**Request:** Rewrite the records below, replacing every "query" with "prompt" and leaving everything else unchanged.

(Items from a labeling collection)
━━━━━━━━━━
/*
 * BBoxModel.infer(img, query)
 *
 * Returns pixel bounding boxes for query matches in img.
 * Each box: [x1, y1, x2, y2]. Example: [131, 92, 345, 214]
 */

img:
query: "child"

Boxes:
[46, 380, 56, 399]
━━━━━━━━━━
**The solution:**
/*
 * BBoxModel.infer(img, prompt)
 *
 * Returns pixel bounding boxes for prompt matches in img.
 * Each box: [x1, y1, x2, y2]. Example: [131, 92, 345, 214]
 */

img:
prompt: "child"

Boxes:
[46, 380, 56, 399]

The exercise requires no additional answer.